_Data supplied:_
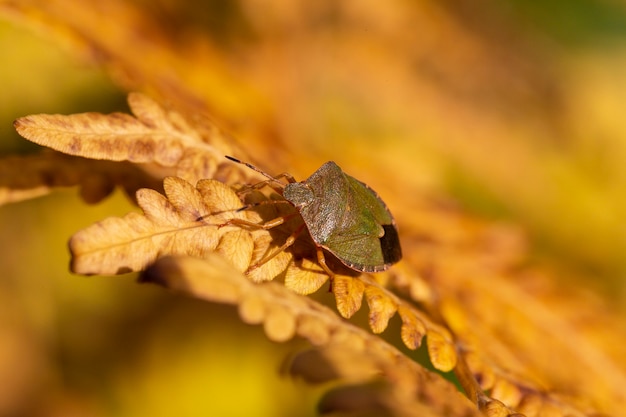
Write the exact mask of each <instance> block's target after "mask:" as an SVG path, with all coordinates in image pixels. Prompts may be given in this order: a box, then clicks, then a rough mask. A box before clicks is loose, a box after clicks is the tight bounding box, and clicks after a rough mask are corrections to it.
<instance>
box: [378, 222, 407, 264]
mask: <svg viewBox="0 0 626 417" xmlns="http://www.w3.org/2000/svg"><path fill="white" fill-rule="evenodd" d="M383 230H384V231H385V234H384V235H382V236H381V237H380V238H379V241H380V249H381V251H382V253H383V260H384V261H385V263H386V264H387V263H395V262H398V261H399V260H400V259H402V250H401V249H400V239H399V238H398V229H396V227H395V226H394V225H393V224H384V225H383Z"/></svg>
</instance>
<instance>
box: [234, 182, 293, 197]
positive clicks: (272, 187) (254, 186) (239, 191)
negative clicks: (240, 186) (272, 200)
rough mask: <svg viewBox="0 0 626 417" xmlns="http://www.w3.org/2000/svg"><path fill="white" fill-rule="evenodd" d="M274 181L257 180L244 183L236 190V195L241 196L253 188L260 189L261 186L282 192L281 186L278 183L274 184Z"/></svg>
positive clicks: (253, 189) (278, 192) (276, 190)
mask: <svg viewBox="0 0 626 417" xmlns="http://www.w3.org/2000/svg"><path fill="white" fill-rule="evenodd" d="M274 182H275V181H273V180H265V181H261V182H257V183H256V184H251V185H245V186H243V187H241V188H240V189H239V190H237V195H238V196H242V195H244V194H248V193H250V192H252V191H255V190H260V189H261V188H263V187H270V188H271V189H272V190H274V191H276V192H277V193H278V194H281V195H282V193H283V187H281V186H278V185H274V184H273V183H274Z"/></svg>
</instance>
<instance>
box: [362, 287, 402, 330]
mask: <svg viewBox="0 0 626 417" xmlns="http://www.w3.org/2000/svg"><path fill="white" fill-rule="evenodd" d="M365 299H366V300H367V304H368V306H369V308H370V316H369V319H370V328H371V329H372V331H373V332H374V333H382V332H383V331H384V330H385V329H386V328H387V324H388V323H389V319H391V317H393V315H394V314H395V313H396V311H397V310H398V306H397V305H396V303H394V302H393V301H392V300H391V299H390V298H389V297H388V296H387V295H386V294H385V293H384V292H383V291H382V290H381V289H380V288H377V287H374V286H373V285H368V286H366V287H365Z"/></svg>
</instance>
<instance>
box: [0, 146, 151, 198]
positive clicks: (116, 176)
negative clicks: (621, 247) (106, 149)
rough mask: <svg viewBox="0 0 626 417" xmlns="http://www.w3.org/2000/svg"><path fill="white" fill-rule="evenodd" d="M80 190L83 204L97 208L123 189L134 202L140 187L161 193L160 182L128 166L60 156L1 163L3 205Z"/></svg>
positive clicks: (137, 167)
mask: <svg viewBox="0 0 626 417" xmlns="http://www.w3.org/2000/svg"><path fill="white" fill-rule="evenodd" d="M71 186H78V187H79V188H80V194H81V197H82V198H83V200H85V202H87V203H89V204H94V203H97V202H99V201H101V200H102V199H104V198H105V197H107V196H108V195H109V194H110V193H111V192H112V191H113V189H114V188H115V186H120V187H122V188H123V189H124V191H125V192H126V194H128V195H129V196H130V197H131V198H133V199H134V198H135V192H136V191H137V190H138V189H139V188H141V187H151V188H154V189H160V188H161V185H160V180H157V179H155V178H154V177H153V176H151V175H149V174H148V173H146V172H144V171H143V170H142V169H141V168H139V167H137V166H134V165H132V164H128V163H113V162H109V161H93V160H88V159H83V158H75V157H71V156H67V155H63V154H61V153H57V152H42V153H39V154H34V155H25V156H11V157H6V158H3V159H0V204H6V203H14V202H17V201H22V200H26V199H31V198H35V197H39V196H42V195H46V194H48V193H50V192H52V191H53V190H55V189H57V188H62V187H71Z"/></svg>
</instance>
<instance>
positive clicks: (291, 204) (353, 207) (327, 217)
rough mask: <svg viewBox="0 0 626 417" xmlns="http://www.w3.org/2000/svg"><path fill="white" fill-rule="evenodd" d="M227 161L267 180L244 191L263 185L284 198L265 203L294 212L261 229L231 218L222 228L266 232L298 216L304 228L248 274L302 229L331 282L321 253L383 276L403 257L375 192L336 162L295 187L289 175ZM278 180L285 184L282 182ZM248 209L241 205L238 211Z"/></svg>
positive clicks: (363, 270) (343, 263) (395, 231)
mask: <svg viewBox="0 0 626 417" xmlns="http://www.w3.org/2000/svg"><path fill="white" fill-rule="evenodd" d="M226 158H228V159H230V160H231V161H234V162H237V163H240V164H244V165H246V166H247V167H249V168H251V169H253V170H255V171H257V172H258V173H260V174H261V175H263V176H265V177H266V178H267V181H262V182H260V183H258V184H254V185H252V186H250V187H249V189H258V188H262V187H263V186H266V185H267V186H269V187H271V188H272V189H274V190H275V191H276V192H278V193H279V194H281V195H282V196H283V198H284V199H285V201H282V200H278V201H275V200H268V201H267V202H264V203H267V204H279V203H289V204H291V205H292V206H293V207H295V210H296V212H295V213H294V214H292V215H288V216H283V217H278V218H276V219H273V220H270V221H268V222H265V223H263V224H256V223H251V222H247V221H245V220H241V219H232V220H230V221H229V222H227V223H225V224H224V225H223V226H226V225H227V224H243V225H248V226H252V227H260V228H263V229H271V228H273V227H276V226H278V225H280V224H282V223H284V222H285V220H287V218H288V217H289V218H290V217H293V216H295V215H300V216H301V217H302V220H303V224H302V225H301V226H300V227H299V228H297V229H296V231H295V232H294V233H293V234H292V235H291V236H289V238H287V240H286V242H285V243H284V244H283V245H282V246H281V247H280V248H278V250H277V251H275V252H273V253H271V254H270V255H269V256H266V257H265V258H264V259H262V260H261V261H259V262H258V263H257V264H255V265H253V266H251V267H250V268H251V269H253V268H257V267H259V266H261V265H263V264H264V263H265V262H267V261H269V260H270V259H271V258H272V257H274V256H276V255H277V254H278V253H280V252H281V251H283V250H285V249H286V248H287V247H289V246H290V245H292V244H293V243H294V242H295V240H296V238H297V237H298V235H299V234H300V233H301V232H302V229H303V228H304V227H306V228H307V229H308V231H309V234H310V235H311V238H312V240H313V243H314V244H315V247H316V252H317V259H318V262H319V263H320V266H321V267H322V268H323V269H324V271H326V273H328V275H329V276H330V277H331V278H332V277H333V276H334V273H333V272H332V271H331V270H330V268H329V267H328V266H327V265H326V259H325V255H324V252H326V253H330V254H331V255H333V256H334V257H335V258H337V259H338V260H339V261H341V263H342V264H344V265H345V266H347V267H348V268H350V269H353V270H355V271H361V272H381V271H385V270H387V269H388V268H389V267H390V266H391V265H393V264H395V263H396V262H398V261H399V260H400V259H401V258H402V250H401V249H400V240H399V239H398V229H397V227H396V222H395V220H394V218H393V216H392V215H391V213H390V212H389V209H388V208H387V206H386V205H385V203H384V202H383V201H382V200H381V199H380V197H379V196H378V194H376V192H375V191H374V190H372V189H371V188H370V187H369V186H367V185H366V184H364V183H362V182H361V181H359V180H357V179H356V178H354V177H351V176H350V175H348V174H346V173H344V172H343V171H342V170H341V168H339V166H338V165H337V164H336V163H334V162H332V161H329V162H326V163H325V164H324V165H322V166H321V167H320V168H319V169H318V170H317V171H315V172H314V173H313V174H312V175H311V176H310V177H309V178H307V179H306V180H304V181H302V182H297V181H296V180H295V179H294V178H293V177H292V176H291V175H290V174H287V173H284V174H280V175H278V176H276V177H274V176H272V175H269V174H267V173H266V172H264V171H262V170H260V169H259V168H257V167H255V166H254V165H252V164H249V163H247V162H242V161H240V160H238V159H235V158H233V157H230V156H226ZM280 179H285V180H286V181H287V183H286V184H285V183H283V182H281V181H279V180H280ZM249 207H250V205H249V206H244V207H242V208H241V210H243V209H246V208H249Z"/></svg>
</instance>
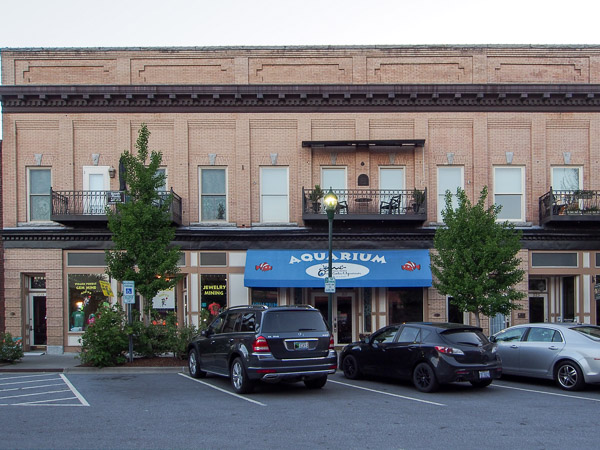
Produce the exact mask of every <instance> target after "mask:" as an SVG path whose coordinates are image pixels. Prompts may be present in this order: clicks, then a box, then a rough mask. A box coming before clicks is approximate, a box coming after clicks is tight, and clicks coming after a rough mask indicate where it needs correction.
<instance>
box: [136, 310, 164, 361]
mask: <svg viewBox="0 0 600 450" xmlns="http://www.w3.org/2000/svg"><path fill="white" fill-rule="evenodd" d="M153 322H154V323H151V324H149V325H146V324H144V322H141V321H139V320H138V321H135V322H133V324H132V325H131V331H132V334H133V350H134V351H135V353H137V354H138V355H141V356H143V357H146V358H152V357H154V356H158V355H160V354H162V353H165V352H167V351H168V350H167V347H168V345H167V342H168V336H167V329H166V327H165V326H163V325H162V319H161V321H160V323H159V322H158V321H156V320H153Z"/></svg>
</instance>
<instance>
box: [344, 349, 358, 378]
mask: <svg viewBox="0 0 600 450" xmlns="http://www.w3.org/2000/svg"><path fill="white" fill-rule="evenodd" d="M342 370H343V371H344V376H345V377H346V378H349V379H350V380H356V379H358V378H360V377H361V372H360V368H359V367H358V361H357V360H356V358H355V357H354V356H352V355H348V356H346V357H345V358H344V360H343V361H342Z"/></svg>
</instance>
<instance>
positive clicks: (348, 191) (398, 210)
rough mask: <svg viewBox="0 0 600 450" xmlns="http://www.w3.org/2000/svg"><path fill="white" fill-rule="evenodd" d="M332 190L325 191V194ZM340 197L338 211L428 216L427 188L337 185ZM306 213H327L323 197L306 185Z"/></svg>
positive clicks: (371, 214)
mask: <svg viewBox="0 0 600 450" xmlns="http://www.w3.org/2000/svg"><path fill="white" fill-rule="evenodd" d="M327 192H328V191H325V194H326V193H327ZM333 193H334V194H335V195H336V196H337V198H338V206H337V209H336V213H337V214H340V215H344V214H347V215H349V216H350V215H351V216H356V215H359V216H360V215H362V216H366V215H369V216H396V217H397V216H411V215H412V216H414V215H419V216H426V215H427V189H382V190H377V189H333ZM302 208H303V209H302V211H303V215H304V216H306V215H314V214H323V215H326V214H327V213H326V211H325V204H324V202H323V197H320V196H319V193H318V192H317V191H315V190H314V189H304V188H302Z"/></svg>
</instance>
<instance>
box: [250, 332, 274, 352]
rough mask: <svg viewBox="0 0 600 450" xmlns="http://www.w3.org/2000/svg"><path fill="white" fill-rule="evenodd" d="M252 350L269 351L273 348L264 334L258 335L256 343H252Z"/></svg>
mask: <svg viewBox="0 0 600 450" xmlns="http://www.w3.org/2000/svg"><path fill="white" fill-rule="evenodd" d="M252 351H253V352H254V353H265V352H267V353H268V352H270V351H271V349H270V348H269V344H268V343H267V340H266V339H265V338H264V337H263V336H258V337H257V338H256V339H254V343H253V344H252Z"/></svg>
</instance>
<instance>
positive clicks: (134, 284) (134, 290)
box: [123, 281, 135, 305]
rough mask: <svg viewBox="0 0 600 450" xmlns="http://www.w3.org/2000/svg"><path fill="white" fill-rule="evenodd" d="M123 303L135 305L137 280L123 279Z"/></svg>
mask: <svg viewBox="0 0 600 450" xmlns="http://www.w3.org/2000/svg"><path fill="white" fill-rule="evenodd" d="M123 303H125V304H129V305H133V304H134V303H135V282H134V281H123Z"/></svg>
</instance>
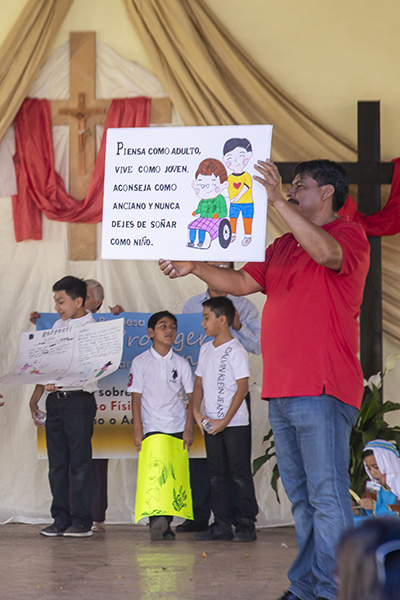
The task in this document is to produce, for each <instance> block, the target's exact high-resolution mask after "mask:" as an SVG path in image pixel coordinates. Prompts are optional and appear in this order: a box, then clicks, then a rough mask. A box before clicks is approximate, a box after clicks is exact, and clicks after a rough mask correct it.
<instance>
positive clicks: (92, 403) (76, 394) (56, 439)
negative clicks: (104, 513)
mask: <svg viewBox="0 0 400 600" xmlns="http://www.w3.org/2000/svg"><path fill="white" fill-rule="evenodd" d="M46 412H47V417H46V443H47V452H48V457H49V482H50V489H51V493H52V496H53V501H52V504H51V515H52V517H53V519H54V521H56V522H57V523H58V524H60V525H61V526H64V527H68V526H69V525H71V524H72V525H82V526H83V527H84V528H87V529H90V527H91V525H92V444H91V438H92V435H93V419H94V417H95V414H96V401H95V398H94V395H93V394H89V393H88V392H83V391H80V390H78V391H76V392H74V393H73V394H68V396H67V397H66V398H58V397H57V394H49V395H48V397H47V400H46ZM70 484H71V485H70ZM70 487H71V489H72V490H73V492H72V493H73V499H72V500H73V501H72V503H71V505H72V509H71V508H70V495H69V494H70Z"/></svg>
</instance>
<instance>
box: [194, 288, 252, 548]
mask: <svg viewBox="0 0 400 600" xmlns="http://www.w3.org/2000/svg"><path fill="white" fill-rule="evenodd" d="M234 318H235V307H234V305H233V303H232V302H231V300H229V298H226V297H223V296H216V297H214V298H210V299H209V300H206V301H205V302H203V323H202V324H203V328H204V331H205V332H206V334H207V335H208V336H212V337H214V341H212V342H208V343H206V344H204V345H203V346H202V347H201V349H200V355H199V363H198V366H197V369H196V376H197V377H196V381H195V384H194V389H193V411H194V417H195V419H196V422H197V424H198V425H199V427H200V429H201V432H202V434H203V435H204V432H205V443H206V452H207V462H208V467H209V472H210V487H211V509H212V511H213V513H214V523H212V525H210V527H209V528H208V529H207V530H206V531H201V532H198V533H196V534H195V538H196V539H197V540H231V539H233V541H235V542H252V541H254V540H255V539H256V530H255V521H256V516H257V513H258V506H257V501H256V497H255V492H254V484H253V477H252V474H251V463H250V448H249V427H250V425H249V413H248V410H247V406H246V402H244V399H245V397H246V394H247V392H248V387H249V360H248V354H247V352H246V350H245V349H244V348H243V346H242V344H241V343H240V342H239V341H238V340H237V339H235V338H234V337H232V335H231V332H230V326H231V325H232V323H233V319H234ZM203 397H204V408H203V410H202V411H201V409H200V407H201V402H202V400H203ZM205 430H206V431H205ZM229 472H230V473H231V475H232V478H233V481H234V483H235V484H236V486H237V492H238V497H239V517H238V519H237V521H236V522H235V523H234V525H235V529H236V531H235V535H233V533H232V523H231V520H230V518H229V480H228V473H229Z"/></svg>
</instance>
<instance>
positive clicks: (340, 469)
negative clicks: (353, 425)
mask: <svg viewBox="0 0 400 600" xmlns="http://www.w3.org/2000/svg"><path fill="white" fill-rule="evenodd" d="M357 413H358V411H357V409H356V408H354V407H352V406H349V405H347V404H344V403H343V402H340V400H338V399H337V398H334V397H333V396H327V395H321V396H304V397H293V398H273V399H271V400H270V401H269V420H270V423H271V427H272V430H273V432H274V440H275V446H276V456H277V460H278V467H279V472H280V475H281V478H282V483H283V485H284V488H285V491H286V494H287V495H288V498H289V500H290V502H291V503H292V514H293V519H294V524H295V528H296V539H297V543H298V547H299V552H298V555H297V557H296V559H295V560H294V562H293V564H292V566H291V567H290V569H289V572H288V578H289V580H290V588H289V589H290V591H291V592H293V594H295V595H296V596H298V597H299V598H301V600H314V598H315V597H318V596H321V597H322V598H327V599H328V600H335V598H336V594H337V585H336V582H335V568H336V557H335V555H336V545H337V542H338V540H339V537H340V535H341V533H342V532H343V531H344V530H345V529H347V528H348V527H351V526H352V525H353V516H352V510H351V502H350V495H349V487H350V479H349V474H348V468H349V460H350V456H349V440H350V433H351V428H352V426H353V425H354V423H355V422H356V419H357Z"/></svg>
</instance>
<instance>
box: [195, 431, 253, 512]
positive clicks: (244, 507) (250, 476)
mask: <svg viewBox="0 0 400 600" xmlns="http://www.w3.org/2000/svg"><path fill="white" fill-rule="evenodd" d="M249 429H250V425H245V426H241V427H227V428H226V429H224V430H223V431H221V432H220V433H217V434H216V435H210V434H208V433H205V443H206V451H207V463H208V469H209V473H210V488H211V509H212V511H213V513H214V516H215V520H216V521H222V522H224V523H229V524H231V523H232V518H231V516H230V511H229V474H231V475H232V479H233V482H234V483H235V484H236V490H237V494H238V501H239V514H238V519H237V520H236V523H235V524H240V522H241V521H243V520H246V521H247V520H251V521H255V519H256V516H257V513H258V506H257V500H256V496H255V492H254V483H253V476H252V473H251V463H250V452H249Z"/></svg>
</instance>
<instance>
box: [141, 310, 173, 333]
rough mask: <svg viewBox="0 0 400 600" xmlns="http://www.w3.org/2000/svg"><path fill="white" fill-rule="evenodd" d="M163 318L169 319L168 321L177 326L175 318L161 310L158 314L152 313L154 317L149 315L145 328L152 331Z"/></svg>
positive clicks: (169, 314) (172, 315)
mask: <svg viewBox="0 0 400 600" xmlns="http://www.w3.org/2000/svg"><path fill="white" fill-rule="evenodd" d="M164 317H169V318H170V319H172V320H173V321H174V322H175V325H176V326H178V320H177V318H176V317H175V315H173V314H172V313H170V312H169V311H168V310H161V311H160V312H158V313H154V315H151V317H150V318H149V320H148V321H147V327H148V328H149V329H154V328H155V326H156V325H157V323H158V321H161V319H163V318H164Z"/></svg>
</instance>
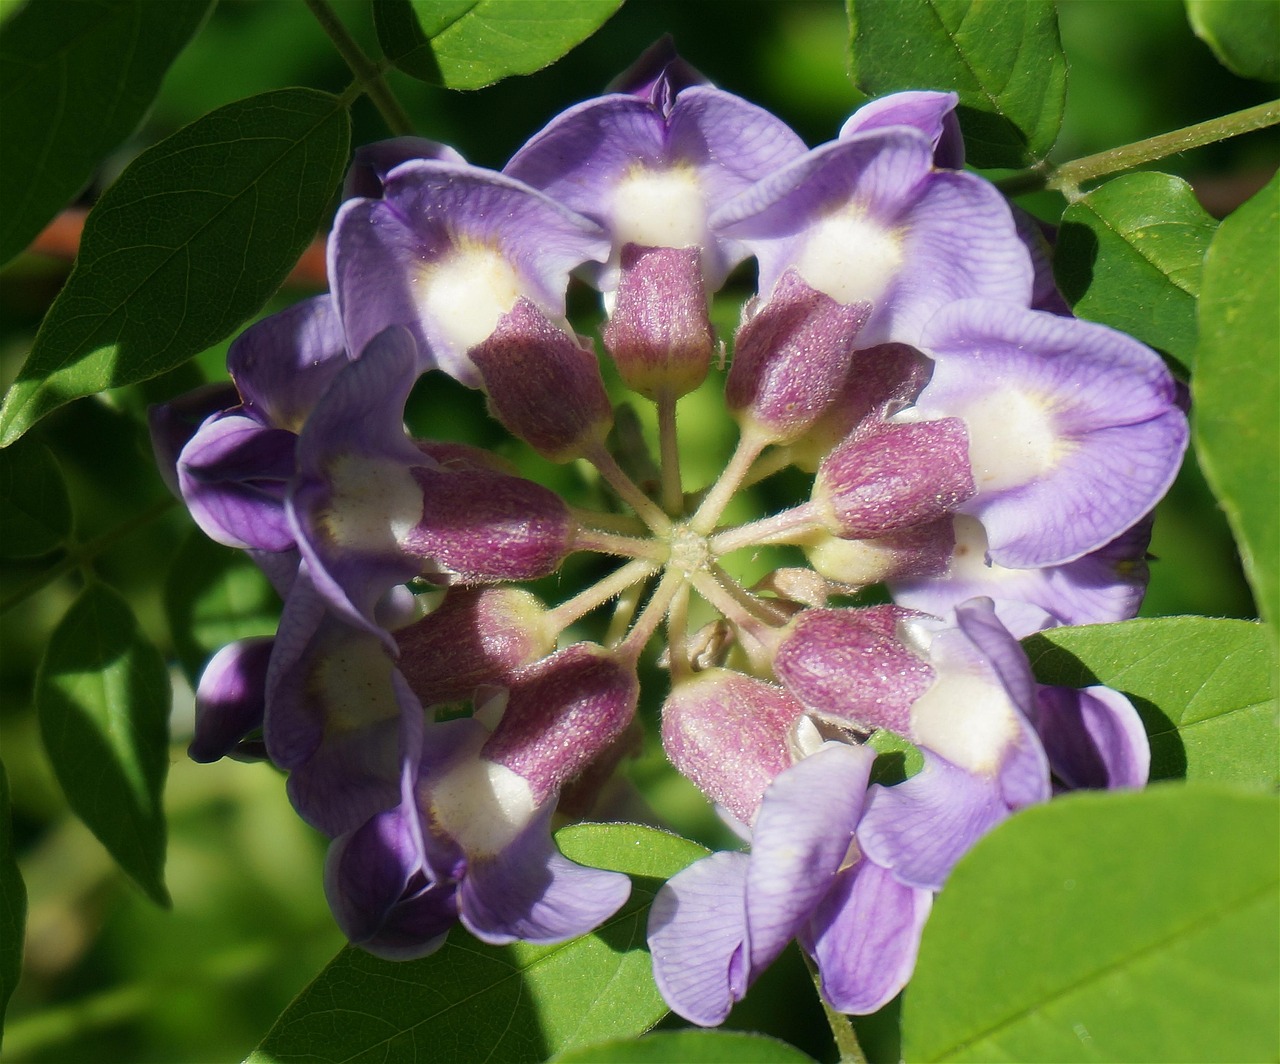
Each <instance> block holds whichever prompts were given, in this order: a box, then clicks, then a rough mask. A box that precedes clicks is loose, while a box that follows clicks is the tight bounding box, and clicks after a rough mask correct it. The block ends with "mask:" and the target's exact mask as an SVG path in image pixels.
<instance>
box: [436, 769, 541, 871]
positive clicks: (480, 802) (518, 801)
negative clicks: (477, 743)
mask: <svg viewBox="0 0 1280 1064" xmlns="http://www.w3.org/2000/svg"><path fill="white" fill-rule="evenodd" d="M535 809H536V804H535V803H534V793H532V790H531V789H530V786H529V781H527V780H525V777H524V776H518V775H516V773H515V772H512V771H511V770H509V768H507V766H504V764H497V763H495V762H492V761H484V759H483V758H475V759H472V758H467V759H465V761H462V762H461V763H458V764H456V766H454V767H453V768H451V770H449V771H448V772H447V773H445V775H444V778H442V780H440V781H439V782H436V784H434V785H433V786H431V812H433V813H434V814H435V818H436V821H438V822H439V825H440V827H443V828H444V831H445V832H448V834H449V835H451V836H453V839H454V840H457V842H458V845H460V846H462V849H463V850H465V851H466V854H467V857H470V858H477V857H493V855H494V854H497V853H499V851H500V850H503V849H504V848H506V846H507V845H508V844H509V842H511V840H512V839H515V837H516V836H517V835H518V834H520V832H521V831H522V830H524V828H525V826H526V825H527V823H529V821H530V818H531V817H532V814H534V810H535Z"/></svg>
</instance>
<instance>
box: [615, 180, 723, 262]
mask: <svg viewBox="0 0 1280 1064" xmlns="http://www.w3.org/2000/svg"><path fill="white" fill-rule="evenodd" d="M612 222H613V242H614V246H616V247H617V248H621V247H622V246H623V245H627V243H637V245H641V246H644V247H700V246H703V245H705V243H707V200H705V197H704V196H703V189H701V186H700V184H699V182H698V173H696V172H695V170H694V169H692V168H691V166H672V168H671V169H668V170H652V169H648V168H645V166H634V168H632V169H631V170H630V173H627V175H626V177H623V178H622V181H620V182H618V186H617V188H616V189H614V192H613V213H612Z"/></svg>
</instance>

_Task objective:_ Copy the listing word for word, from its first line up to and including the line containing "box: [378, 222, 407, 264]". Leave out the pictures.

_Response for this exercise:_
Write the exact mask of each <instance> block's target after "mask:" as an SVG path, with all coordinates in image pixels. Prompts may be given in this order: a box, then clicks, then a rough mask. A box before clicks is loose, a box after clicks is the tight bounding box, and clicks after a rough mask are corrections to it.
<instance>
box: [378, 222, 407, 264]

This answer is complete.